→ **What the task asks**
Reproduce the records below verbatim, starting at the line that contains "Check the image above for any upper" and continuing through the end of the records.

→ **Data provided**
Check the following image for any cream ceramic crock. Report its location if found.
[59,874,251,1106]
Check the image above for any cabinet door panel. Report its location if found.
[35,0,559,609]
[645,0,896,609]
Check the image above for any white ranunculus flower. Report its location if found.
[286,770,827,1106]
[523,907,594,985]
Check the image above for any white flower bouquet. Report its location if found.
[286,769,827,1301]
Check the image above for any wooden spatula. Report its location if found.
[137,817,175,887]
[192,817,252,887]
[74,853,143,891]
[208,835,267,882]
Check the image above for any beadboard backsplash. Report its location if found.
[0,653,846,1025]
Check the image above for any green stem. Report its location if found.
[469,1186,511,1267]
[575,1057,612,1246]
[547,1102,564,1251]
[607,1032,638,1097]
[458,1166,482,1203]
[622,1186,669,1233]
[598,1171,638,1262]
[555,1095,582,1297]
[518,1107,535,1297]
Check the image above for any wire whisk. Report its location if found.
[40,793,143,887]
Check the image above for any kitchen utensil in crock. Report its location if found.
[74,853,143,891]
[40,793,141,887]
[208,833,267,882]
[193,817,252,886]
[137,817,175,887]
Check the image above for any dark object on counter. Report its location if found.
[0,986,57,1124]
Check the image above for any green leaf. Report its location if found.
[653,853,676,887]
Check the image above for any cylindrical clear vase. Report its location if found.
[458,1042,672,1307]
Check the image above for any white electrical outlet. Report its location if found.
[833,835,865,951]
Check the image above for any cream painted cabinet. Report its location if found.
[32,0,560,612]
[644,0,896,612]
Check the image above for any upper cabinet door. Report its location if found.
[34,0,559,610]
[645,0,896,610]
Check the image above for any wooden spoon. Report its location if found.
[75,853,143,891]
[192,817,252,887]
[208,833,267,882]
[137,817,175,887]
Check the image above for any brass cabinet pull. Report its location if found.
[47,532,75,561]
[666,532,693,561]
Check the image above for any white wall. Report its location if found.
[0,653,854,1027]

→ **Answer to the exercise**
Check the image above for any upper cabinet door. Report its location if found.
[34,0,559,610]
[645,0,896,610]
Check the image above for any wooden spoon. Report its location if found.
[75,853,143,891]
[192,817,252,887]
[208,833,267,882]
[137,817,175,887]
Check the image above for any brass cabinet pull. Report its location if found.
[47,532,75,561]
[666,532,693,561]
Check the image above for any white wall. Report its location if found.
[0,653,854,1027]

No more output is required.